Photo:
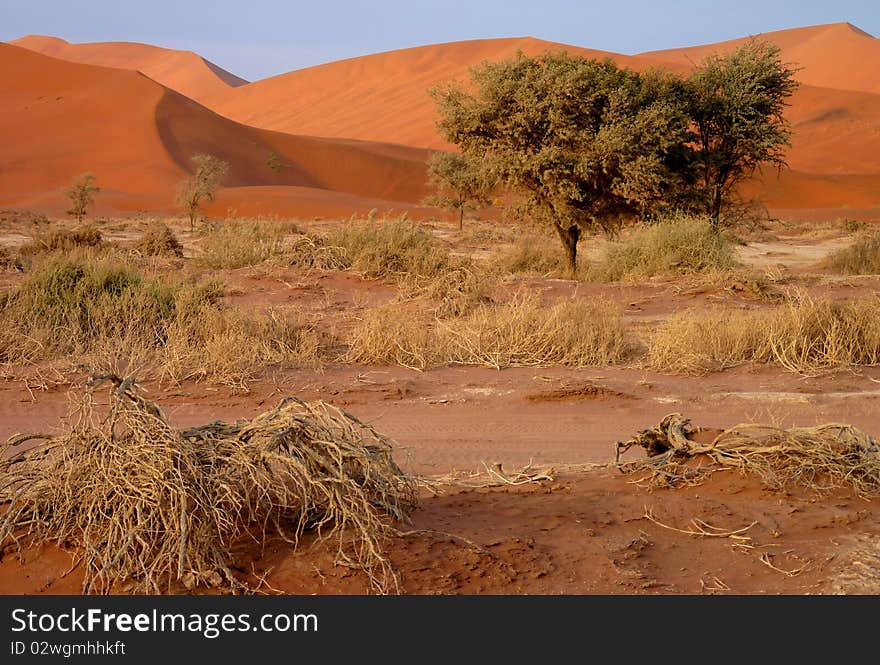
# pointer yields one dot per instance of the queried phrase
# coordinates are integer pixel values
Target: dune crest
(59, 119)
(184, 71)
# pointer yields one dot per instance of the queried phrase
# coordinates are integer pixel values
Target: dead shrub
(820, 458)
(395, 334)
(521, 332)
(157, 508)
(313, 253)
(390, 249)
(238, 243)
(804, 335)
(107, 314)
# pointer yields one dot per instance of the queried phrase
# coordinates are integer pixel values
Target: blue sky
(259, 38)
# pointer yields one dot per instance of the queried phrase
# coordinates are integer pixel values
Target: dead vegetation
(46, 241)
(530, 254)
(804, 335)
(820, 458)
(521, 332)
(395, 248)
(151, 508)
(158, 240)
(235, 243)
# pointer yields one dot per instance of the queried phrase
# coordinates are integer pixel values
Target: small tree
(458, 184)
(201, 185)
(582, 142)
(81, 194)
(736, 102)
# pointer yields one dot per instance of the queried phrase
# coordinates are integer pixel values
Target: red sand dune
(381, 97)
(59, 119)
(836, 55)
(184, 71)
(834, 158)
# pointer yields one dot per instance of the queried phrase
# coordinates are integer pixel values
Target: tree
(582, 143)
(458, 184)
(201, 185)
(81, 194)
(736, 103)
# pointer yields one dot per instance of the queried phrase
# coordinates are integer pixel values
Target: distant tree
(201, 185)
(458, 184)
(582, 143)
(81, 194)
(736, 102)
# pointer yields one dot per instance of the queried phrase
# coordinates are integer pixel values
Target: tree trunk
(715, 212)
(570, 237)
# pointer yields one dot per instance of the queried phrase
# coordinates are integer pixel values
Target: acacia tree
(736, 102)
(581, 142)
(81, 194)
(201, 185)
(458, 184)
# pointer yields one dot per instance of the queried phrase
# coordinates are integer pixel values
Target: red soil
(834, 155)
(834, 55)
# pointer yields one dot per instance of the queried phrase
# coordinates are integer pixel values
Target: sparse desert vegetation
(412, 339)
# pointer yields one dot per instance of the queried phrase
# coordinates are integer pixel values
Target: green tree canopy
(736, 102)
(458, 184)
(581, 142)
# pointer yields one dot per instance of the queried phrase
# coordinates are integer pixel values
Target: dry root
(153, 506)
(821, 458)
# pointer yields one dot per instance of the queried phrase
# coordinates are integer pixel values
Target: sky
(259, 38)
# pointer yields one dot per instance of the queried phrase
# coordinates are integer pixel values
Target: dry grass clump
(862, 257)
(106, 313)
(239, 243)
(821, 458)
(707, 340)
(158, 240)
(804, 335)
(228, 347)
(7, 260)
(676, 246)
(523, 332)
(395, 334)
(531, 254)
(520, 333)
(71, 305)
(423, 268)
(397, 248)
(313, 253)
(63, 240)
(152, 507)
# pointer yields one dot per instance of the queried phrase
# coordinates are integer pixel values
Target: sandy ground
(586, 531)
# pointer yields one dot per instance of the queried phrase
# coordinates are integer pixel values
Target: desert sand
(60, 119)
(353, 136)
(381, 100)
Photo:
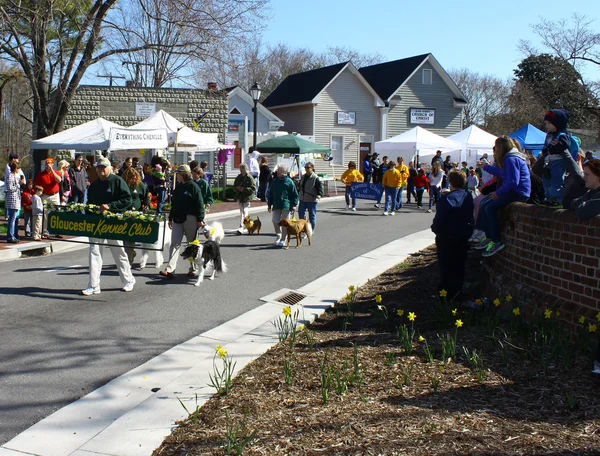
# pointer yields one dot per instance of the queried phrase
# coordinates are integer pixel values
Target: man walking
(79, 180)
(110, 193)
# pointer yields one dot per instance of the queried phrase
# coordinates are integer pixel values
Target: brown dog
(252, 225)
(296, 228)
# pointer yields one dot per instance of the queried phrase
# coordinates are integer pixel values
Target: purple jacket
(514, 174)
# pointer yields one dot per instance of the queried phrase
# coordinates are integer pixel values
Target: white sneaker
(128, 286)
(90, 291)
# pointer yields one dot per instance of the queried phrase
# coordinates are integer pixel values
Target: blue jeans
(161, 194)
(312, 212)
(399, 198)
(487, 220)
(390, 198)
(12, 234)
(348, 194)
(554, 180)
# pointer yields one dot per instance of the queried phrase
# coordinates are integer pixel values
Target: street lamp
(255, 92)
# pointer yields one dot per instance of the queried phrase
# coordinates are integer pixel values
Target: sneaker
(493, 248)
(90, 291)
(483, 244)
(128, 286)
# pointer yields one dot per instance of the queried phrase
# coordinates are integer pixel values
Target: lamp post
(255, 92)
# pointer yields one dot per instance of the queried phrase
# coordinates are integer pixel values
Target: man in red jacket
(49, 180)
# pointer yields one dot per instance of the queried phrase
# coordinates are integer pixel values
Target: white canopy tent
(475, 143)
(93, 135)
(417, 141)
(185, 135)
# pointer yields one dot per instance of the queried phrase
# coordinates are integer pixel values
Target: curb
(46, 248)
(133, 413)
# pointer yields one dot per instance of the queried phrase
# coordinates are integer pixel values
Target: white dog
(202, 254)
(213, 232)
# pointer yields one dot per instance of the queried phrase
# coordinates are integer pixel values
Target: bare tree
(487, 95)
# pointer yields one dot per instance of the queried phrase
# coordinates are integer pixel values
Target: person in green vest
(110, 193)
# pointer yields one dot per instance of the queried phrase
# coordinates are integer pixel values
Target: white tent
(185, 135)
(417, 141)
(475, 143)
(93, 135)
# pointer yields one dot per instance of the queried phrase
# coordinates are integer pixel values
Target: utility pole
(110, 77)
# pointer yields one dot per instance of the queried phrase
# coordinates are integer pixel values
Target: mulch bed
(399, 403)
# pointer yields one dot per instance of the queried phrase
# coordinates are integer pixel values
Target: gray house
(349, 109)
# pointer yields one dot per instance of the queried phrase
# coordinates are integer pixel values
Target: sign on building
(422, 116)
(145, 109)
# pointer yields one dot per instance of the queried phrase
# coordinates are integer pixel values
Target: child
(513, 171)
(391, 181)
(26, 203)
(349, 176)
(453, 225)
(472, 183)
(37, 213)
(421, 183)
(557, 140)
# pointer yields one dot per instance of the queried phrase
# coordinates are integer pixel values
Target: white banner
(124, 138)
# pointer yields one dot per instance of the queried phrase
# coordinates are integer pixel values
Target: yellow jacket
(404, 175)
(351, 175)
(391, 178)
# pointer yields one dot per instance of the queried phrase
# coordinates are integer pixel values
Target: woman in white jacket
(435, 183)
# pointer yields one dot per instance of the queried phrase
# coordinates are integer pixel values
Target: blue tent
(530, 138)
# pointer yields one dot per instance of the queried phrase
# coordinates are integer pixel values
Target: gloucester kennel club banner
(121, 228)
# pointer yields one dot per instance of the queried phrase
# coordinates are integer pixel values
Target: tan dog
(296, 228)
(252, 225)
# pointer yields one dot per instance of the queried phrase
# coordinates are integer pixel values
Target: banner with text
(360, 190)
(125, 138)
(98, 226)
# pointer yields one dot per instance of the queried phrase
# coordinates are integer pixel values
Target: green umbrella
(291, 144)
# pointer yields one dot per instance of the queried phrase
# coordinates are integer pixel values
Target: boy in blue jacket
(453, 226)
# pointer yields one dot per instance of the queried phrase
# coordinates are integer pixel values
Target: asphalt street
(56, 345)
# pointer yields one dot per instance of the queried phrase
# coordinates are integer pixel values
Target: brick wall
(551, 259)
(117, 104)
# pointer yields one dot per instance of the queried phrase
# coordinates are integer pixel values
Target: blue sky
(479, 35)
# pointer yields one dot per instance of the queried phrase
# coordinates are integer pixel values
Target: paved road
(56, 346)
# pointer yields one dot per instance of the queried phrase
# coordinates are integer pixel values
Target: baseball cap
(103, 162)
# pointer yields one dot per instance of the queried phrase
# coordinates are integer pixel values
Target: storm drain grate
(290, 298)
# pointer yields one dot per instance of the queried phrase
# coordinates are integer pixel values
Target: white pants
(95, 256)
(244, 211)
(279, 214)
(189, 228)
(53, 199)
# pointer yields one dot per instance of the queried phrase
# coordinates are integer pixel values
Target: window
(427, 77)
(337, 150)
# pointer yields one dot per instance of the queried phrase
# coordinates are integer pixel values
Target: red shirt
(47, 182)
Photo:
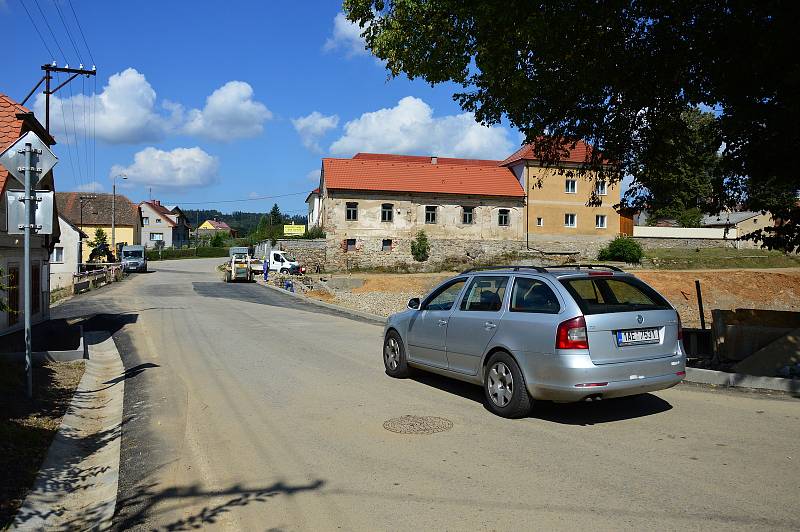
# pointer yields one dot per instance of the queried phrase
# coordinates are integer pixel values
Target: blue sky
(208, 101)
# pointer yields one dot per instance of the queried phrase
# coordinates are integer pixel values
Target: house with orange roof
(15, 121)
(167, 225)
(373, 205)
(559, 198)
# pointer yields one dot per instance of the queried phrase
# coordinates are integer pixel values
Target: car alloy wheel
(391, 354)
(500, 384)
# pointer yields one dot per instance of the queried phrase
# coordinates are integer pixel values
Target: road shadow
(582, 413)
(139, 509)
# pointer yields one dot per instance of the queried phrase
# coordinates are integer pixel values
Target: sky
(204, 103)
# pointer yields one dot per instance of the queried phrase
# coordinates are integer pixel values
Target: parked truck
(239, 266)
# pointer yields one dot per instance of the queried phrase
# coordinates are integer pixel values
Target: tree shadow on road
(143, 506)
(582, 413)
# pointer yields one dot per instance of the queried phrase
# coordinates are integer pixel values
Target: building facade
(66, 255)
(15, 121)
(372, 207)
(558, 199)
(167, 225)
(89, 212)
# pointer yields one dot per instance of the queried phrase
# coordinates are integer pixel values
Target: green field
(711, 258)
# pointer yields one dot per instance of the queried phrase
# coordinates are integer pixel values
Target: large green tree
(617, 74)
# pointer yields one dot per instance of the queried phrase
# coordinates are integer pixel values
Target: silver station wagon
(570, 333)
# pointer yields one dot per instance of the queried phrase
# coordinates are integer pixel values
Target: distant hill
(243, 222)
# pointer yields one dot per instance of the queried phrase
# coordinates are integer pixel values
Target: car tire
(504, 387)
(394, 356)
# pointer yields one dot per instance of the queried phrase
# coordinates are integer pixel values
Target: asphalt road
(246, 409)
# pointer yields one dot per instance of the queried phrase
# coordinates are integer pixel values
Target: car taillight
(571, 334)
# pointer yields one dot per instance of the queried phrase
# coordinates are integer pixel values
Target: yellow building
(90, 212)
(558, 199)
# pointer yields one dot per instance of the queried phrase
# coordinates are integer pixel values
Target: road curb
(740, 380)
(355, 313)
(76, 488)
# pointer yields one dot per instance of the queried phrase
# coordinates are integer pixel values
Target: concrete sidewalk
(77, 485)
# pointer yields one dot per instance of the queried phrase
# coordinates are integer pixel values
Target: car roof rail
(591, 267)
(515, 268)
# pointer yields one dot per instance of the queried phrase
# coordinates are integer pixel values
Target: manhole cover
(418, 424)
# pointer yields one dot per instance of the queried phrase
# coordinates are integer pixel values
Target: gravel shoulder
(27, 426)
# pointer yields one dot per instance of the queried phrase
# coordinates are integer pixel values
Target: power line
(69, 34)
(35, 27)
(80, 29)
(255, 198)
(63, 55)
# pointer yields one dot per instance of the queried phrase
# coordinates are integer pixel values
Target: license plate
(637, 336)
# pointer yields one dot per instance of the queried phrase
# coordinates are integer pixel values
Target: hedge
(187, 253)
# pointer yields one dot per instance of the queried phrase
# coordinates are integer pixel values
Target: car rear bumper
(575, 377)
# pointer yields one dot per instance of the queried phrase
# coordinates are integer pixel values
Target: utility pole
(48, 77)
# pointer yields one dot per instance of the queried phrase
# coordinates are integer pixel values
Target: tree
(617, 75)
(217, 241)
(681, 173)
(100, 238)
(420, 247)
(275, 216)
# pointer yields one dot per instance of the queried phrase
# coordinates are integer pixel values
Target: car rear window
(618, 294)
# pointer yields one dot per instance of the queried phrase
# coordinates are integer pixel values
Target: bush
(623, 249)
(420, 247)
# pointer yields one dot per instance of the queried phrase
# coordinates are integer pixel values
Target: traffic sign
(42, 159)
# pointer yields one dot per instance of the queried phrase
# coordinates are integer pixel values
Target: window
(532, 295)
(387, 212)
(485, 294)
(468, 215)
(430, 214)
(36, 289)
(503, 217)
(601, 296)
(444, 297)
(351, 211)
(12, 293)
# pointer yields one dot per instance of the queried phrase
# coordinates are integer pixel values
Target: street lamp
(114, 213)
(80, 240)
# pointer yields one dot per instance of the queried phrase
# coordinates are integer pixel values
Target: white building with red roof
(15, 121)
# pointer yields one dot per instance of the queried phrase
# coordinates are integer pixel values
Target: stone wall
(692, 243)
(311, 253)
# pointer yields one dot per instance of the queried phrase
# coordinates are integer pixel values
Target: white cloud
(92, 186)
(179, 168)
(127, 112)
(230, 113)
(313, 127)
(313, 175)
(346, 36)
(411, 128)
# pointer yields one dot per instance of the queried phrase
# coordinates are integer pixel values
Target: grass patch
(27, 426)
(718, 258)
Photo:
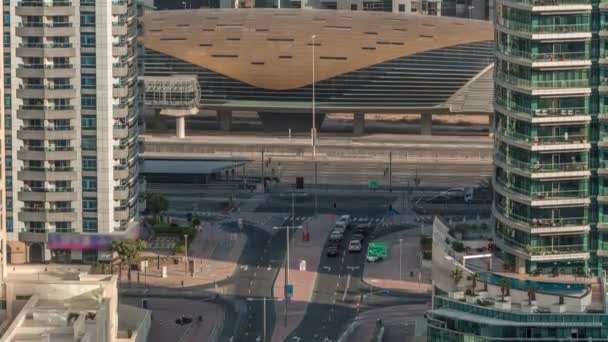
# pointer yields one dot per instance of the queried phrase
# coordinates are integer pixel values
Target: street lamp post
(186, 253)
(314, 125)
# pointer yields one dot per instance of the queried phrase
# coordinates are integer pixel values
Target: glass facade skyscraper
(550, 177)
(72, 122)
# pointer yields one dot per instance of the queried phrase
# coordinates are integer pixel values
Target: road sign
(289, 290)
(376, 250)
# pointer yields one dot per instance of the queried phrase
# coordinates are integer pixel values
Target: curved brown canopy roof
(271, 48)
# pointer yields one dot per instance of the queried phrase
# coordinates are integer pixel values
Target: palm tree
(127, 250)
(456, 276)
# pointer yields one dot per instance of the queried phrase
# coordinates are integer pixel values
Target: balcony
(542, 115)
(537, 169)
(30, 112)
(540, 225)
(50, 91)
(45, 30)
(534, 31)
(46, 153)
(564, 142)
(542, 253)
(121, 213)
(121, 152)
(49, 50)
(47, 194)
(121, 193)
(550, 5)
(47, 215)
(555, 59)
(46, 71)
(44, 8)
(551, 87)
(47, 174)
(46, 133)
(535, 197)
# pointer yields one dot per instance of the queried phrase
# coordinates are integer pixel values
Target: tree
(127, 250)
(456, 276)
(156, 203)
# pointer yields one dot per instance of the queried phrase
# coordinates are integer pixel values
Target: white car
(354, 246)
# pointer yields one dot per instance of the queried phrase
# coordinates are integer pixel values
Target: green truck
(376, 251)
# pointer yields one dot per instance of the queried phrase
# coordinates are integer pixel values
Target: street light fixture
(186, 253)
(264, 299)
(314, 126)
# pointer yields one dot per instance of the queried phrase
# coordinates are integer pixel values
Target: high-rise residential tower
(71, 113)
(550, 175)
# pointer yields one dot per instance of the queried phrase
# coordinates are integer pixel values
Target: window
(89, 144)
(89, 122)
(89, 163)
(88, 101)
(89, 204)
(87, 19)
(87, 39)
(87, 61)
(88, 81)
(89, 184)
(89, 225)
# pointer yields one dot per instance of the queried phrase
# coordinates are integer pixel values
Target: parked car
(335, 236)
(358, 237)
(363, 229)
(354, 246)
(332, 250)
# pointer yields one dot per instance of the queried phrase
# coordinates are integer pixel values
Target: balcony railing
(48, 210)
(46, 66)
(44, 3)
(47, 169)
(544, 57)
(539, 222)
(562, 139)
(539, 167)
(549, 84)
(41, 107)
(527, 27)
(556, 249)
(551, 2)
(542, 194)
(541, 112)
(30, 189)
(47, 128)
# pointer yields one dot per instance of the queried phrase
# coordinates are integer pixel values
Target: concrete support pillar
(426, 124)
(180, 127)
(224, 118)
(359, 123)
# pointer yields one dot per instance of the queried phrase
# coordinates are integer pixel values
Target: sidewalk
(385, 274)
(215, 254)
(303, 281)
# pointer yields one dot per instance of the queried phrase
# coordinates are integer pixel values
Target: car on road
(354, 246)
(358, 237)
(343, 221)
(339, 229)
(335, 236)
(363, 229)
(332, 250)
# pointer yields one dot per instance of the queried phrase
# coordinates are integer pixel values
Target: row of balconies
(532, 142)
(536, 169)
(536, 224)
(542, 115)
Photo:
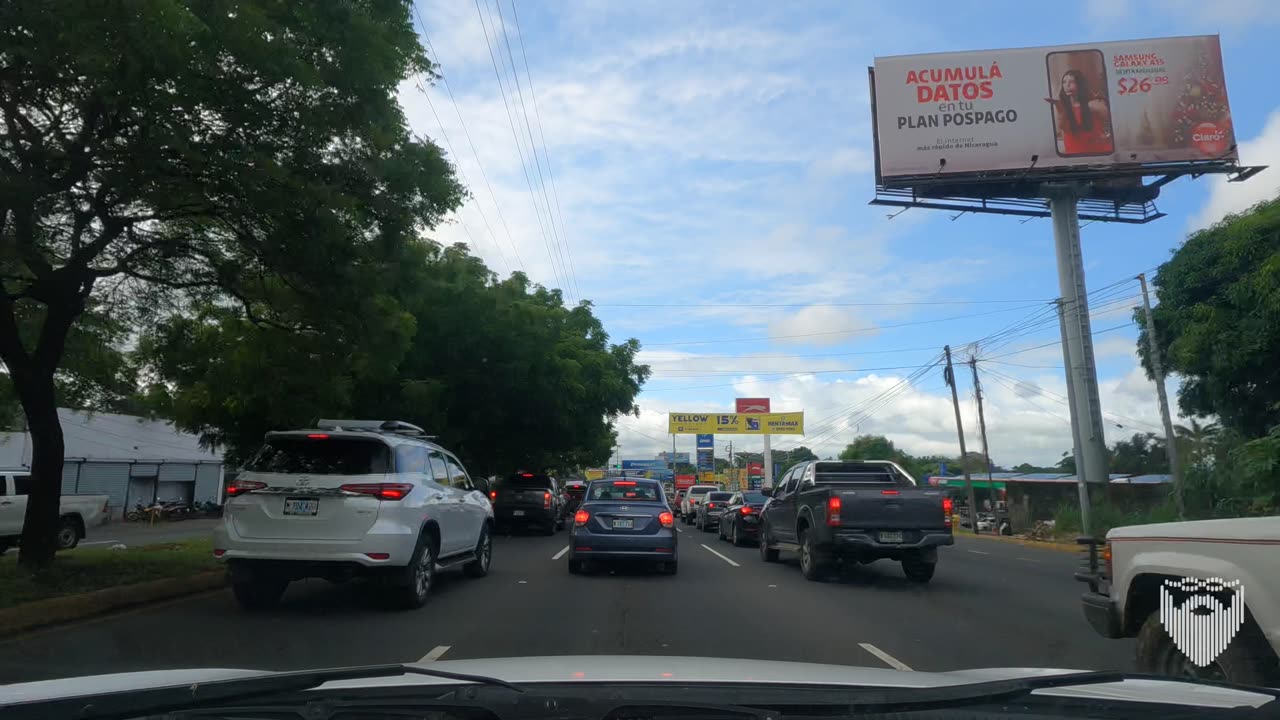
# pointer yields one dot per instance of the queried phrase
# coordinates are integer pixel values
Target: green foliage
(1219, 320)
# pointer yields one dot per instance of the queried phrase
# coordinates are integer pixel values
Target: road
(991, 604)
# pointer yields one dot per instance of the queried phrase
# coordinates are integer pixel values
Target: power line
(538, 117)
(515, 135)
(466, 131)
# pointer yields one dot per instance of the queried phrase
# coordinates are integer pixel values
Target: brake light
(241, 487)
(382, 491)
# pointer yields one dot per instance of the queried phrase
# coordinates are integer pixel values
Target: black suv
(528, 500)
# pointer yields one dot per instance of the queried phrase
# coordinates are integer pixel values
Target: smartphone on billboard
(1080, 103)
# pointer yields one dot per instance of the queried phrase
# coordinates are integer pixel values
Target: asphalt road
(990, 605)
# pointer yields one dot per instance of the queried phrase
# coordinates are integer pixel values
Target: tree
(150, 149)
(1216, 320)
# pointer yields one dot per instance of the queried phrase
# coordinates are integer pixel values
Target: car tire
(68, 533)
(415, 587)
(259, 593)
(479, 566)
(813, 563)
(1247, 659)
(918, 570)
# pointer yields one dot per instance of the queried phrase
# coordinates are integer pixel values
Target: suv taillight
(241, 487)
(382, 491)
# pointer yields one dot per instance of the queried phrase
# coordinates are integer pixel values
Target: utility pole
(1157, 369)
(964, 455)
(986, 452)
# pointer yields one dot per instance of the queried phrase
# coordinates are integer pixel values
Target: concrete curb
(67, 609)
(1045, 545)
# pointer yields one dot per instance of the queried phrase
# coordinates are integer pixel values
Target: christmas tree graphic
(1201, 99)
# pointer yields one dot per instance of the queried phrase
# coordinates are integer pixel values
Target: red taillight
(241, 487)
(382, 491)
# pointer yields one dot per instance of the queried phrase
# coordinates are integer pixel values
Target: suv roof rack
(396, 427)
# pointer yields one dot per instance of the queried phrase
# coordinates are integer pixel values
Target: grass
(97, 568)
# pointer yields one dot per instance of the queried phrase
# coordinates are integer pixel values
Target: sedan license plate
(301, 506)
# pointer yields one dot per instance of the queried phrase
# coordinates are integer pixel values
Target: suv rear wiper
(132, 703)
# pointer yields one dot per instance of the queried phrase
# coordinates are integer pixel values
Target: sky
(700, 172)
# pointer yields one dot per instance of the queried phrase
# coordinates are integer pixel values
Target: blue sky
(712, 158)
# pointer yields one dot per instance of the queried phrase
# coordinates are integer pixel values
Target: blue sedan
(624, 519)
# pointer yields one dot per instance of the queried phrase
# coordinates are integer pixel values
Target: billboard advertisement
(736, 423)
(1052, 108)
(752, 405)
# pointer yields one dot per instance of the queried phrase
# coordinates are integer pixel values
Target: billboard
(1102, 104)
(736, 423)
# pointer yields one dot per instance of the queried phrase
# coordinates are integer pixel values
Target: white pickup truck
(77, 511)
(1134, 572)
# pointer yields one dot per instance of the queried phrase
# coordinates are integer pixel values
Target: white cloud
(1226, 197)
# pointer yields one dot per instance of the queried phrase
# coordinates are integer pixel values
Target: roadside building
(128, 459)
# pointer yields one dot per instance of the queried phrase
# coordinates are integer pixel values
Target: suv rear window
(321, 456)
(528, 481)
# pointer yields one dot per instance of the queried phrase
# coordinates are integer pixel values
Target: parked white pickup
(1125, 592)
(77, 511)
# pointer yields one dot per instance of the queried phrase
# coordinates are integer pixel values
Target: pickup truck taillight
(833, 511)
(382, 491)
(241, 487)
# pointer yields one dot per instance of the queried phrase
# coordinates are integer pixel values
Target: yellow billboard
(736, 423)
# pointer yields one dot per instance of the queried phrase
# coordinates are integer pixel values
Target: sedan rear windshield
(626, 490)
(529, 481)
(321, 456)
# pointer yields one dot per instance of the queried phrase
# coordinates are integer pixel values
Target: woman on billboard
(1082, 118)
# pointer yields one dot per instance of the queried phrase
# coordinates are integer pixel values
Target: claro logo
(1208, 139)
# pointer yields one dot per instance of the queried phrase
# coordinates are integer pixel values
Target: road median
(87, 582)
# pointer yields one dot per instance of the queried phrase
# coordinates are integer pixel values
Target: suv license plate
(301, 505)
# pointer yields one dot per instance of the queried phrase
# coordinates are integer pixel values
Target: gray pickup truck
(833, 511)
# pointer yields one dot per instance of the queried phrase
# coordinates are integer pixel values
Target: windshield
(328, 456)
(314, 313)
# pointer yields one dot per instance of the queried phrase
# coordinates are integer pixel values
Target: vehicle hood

^^^^^^^^^^^^^^^^

Description of the task » The lines from the one containing "Target: pickup truck taillight" through the end of the data are to be copied exactly, the first and last of them included.

Exercise result »
Target: pickup truck taillight
(833, 511)
(382, 491)
(241, 487)
# pointer yields one dot per instance of the queried phrase
# coordinates are integer pixel values
Target: yellow billboard
(736, 423)
# pointer yields one dot per instance of the queried phrase
# coordinates are integer pixel values
Target: sedan rear windshield
(626, 490)
(529, 481)
(321, 456)
# pointer yields one dot per instance of the queried phrase
# coordinates are integer pixel values
Target: woman on billboard
(1082, 118)
# pointer yields one dot per instance of the queried phrase
# coordinates are integer pixel values
Target: claro logo
(1208, 139)
# pointer yields one dot per instance of the queried phrase
# coordinates are integer pixel values
Target: road median
(87, 582)
# pointer yields one dot per instance of the queried phrase
# coordinates are integer pixel values
Target: suv license plate
(301, 505)
# pointer yields one dot per instance of the queried phrase
# coordinates are integer pixel values
Target: gray pickup truck
(833, 511)
# pointer yields one dot per instance of the queried phrase
# coordinates are integer pixel values
Target: windshield
(328, 456)
(314, 313)
# pointer yields one dot per instance of the queried phrase
# coordinates are integer pixel values
Target: vehicle hood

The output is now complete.